*** Recorded information

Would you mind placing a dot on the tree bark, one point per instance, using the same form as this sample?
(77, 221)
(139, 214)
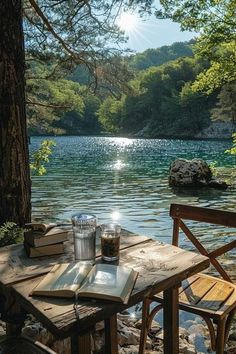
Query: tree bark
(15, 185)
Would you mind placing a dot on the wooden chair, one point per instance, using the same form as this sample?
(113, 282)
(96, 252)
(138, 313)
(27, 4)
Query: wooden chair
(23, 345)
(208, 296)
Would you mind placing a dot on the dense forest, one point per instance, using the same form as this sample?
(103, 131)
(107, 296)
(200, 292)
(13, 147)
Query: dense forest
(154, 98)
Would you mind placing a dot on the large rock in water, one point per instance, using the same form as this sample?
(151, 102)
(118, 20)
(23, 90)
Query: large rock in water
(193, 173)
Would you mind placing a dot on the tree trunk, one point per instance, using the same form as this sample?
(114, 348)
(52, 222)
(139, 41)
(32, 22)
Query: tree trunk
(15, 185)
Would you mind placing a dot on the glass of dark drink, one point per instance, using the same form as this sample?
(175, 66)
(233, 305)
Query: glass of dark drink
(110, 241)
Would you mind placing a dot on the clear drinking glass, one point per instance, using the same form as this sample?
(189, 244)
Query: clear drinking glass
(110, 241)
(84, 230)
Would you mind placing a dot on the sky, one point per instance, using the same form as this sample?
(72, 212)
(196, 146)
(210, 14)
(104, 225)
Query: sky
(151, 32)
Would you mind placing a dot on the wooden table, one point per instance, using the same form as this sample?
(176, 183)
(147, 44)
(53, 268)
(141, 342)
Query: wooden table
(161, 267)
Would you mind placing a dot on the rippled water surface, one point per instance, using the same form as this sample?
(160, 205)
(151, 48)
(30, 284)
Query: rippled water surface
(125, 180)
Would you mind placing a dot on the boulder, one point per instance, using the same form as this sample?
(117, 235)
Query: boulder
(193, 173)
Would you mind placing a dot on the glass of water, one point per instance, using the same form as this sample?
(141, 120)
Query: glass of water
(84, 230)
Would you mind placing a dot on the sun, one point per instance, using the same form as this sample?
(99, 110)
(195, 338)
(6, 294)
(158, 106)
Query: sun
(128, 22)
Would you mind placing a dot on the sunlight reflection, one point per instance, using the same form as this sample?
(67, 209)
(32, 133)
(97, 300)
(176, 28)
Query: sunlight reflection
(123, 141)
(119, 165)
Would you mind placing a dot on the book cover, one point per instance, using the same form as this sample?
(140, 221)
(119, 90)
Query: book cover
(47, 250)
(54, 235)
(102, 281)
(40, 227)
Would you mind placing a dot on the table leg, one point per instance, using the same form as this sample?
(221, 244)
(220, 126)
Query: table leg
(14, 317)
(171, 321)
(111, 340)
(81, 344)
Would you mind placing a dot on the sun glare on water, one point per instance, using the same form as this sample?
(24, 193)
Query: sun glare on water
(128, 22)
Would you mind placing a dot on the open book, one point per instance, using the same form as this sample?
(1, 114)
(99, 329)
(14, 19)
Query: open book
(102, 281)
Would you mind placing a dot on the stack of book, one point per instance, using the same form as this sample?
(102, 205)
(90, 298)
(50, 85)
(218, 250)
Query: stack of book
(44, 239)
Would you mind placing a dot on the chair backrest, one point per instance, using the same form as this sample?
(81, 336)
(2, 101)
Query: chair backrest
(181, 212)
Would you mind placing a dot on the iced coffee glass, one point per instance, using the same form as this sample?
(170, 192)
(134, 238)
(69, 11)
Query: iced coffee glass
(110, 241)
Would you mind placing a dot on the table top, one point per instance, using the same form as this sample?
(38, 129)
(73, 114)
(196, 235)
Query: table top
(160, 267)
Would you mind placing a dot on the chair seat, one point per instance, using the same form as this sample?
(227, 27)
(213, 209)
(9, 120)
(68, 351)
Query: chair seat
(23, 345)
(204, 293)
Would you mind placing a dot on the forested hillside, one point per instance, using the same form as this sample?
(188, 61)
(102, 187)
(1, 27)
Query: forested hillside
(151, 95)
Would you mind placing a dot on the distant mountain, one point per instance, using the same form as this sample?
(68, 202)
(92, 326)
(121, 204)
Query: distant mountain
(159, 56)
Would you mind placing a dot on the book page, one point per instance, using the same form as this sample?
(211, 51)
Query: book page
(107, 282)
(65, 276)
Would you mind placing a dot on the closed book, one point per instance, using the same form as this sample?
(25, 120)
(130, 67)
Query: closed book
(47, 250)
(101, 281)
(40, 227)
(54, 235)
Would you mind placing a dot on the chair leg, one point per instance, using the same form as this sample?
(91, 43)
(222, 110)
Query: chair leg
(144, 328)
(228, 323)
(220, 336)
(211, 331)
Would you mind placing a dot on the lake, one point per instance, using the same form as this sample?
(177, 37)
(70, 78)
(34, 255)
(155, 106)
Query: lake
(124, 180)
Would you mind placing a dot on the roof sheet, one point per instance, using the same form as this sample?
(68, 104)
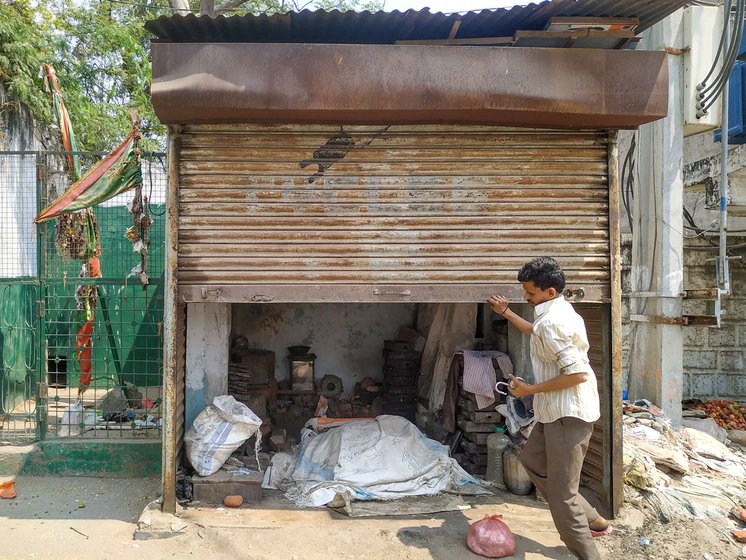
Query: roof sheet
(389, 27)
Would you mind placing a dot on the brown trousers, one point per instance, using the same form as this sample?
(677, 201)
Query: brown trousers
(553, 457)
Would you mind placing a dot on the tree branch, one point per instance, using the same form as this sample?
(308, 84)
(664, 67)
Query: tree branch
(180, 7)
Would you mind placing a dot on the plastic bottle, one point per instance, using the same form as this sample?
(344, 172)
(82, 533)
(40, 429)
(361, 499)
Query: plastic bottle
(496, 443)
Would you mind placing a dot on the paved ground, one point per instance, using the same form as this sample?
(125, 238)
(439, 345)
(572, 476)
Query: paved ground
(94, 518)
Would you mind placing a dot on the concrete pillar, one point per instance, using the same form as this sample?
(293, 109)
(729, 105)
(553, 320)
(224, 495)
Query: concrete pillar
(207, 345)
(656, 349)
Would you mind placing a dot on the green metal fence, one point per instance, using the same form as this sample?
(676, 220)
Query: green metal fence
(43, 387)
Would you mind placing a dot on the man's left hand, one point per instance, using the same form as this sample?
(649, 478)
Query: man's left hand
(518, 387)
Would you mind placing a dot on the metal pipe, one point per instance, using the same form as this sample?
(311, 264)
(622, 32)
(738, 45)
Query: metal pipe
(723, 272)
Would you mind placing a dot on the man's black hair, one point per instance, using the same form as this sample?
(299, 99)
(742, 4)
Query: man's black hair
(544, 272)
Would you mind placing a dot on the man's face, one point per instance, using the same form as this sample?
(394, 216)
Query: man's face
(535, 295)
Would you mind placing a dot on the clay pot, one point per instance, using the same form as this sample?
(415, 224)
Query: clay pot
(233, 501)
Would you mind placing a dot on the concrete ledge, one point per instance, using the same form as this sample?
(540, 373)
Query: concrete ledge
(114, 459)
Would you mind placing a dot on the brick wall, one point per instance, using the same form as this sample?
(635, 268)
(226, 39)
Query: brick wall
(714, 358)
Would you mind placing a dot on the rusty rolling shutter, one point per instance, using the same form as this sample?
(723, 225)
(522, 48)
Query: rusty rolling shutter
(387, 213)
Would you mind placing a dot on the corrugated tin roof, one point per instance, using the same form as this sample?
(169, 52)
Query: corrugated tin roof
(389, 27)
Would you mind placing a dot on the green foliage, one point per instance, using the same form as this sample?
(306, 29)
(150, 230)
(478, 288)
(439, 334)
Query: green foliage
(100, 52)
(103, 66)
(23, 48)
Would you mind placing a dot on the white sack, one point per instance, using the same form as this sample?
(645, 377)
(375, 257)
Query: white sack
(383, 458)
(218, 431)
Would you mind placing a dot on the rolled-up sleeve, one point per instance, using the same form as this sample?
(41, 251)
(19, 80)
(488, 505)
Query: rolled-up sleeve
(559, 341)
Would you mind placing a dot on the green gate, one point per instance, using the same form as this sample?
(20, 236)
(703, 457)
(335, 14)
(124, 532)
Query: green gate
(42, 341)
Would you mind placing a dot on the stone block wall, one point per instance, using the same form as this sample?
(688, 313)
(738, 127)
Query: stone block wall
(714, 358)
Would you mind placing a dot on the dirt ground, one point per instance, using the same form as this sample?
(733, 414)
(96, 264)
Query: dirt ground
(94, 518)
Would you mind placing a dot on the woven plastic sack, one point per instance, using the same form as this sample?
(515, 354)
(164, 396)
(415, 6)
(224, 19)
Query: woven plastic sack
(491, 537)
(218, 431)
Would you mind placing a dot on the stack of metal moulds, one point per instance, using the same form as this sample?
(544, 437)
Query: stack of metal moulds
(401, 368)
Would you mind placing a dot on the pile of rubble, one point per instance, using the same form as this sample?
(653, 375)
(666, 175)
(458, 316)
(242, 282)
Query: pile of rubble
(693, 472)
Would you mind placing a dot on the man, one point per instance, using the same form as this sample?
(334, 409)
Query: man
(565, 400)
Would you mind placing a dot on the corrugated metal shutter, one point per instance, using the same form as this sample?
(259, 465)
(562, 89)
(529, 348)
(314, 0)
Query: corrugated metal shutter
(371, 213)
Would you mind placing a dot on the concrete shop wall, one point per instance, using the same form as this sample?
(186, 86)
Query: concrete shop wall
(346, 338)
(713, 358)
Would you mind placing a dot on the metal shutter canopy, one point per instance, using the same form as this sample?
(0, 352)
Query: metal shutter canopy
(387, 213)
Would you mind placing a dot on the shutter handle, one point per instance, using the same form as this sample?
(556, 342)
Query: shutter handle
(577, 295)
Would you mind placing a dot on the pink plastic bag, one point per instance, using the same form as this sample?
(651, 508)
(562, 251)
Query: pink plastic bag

******

Written task :: Edit the records from the line containing "Would you mind placing a dot on the concrete shop" through the end of the records, changing every "shutter handle" to "door handle". Keep everything else in those lines the same, and return only those lines.

Output below ::
Would you mind placing a dot on the concrete shop wall, one point per instance, using the same form as this sample?
(186, 86)
Query: concrete shop wall
(346, 338)
(713, 358)
Would you mind placing a dot on the metal shutter canopy, one point per instance, using the same form as this sample?
(0, 352)
Query: metal shutter canopy
(387, 213)
Would you mind placing a dot on the door handle, one point per instance, using the same form as this sample?
(556, 342)
Query: door handle
(577, 295)
Would you mind placing a dot on the pink plastic bag, one point per instance, using the same form as this sample?
(651, 508)
(562, 251)
Query: pink plastic bag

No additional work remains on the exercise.